### Objective
Copy only this range: the line with "Expected output, for every instance of the gray" through the final line of the material, inclusive at both ends.

### Source material
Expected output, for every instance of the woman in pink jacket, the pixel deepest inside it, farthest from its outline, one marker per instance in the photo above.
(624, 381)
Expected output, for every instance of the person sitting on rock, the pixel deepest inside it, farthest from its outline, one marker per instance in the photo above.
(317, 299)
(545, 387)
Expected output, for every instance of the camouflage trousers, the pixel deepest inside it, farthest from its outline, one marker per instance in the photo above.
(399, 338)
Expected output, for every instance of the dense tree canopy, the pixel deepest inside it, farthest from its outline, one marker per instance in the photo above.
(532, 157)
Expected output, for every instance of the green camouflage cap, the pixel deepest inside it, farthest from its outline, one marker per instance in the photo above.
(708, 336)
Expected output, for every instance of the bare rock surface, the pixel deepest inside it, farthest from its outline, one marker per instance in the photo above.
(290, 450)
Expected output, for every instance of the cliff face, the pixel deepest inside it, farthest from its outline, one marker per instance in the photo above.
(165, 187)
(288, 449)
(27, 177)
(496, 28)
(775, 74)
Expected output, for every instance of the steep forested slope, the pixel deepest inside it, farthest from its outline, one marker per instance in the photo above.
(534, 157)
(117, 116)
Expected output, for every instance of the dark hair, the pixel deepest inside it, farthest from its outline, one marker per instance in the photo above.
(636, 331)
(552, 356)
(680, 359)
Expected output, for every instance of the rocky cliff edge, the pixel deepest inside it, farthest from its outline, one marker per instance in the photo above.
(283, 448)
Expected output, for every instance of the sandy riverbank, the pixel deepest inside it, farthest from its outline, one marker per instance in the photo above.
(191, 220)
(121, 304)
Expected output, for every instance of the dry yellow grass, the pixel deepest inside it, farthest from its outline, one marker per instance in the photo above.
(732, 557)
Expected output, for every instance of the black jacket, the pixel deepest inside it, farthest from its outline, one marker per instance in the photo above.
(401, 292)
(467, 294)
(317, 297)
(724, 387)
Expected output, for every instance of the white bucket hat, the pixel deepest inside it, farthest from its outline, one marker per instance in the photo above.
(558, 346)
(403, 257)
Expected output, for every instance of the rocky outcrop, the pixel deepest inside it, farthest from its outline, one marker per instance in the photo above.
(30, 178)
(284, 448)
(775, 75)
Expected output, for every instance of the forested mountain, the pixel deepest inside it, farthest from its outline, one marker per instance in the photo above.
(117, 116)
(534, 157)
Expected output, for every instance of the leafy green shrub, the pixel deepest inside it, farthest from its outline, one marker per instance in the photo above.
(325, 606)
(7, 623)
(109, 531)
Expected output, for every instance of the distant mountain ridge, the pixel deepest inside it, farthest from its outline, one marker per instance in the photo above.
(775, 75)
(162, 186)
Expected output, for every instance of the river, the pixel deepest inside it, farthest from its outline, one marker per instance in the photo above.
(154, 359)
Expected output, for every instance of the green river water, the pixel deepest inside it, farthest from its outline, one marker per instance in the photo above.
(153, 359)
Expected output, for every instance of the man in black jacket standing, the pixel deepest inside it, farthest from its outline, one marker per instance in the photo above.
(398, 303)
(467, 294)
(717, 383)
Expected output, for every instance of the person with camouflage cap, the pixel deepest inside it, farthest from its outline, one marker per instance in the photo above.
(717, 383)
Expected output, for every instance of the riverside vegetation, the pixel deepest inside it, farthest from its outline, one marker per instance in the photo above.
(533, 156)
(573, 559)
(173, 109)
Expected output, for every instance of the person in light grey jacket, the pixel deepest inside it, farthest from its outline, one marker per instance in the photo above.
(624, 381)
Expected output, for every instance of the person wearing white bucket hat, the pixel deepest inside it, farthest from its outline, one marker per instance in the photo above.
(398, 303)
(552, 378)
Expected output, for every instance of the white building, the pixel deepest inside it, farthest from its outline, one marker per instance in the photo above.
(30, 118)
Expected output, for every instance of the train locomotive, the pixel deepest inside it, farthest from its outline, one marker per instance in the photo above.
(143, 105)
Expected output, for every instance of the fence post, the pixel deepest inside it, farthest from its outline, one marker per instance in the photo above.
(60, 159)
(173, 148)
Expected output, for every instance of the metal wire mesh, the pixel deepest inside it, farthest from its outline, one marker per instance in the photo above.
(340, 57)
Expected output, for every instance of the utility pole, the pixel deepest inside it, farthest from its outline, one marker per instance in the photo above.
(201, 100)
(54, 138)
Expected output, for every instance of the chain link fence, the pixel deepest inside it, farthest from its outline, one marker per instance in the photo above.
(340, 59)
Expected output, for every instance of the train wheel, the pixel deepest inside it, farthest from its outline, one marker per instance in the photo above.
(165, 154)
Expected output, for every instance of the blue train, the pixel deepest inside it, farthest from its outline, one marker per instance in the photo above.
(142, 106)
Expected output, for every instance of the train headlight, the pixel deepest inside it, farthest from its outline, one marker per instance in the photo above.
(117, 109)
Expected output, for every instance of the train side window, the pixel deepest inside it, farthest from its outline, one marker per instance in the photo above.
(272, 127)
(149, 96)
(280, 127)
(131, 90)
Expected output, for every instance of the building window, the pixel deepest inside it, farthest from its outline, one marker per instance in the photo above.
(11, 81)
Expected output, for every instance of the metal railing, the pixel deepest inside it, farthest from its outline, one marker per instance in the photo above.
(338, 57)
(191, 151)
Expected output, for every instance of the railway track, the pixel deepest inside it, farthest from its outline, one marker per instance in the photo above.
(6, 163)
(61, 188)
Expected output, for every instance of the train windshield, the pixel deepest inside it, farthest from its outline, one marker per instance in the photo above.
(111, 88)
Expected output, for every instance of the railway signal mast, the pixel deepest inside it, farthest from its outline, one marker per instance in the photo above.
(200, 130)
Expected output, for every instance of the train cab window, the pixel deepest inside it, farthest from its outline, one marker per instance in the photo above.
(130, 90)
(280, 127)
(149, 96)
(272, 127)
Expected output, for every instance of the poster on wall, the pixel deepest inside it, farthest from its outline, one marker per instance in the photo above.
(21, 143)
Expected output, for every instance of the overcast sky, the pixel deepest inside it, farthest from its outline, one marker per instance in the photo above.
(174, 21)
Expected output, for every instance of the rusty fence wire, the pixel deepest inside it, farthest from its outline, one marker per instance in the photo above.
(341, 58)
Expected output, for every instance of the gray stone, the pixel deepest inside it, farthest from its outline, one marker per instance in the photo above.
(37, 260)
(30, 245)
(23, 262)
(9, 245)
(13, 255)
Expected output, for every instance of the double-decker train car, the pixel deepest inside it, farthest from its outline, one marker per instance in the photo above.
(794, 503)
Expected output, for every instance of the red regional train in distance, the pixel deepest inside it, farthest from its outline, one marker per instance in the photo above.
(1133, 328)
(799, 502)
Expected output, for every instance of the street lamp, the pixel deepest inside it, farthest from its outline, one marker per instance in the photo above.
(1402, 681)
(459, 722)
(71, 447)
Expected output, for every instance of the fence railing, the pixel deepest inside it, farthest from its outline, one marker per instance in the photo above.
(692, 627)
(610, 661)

### Correct output
Expected output, for every instance of the gray stone, the pixel deepest inside it, farthest from its outline, one marker per instance in the photo above.
(37, 260)
(30, 245)
(23, 262)
(9, 245)
(13, 255)
Expected output, for every instance of the double-decker train car, the pixel deepest inside it, farthest from its outline, one marker per instance in the photo above.
(794, 503)
Expected output, for every instance of the red regional train in distance, the pixel deepest inside it, farthest from its outline, one marker per instance in the photo above.
(1133, 328)
(799, 502)
Expected output, for every instance of the street lamp, the pixel deepest inside it, farthest from its outline, one marker per instance in the photo above.
(1402, 681)
(459, 722)
(71, 447)
Expected output, for every instance of the fence railing, the pixel deepest inside it, farthest from its outline, one marker per instance in the photo above.
(692, 627)
(610, 661)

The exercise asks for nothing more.